TASK TO COMPLETE | Here the whole listing must be retyped exactly, with no line omitted.

(GIVEN INFORMATION Opens)

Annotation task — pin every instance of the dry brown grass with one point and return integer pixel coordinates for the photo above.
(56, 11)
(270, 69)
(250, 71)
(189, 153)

(GIVEN INFORMATION Closes)

WRITTEN RESPONSE |
Annotation task — pin every instance of the dry brown grass with one point and return integer pixel coordinates for the photo above.
(56, 11)
(270, 69)
(250, 71)
(189, 153)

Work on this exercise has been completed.